* **Data for analysis**

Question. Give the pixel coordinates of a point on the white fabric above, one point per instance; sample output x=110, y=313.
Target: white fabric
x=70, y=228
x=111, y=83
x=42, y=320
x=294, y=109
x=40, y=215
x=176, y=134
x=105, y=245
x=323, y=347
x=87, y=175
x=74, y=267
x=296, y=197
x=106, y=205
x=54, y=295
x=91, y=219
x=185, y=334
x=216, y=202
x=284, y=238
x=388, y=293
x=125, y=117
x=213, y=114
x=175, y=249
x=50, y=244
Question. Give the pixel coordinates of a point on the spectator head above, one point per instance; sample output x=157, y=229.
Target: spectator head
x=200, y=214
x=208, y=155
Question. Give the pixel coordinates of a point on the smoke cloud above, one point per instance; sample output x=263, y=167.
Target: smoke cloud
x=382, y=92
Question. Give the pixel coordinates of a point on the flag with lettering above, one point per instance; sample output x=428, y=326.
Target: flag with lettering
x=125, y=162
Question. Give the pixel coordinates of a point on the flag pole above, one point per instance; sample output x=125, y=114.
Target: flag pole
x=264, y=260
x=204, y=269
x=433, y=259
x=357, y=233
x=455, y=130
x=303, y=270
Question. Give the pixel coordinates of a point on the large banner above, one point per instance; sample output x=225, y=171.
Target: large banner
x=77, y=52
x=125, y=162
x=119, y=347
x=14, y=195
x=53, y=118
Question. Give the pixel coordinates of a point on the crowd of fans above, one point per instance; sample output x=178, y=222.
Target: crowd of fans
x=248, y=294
--
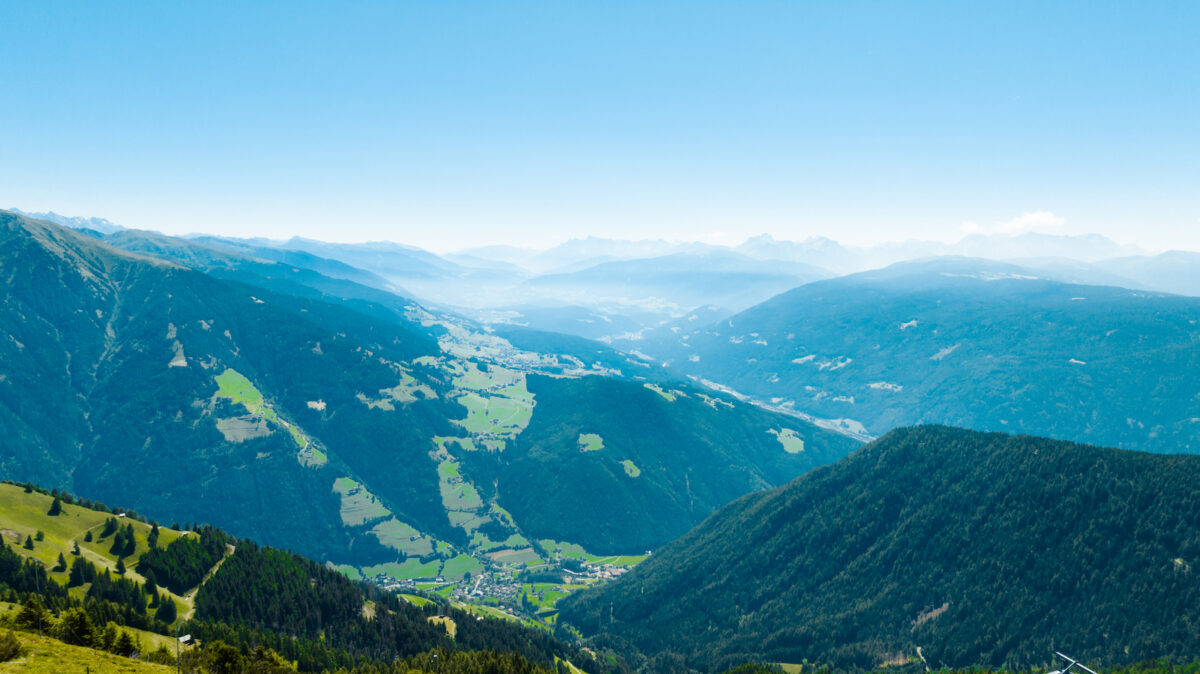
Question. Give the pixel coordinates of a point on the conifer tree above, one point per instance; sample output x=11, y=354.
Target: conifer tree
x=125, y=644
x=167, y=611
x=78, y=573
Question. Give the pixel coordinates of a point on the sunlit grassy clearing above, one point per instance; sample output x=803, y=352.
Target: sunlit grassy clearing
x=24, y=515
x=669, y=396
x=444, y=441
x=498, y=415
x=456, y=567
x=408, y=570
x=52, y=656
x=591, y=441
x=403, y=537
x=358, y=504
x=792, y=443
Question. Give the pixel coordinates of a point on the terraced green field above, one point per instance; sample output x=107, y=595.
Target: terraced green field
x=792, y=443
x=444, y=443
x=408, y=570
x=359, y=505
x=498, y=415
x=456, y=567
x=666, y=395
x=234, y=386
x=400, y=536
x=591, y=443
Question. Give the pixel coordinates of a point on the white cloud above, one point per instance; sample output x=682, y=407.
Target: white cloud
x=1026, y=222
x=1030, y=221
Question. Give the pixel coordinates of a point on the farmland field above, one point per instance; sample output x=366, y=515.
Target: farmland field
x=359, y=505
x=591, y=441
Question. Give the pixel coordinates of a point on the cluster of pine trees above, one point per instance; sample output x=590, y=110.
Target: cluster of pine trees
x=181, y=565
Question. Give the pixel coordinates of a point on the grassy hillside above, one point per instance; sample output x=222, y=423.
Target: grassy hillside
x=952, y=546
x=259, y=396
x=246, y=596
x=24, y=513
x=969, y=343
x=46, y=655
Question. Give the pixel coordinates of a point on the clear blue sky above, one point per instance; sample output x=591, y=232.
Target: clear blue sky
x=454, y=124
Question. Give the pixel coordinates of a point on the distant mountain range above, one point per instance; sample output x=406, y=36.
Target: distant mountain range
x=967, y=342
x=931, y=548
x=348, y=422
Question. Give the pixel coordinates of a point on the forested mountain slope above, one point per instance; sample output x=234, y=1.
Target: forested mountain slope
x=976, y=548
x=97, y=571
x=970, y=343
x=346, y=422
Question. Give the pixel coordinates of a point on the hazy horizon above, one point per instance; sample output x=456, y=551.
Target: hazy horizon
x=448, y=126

* **What you will do**
Take the records above and return, word for word, only the lines that fall from the line with "Question. Give the pixel coordinates of a point on the terraced" to the line with "Question. Give the pixel coordinates of a point on the distant", both of them included.

* **Result of this exercise**
Question. Give the pixel coordinates of a point on the terraced green field above, one point per instance; sample output x=107, y=595.
Target: terraced green field
x=792, y=443
x=444, y=443
x=408, y=570
x=359, y=505
x=498, y=415
x=456, y=567
x=666, y=395
x=234, y=386
x=400, y=536
x=591, y=443
Question. Give the pixel coordinates of a point on the white cloud above, one point per instance; sample output x=682, y=407.
Target: white cloud
x=1026, y=222
x=1030, y=221
Question. Give the pixel coordinates of a point on the farmland field above, one point per instance; sample output x=366, y=515.
Target: farmland field
x=359, y=505
x=591, y=441
Question. Give the pixel coordinates of a point on the cluster of pine trees above, one point per instance; sample output x=590, y=110.
Target: cluster of pine trees
x=181, y=565
Question. Give the pixel coordinates of a point on the grassy hillside above, one point per instance; sample output x=222, y=423.
Target: grassy hillside
x=952, y=546
x=259, y=396
x=246, y=596
x=24, y=513
x=969, y=343
x=46, y=655
Question. Give the pixel coordinates of a point on the clear blue sky above, one point per instance; sample output x=591, y=232.
Target: clear blue sky
x=454, y=124
Question. Give the pixel coordinates of a point on the distant mountain range above, one point per instance; sample output x=406, y=36.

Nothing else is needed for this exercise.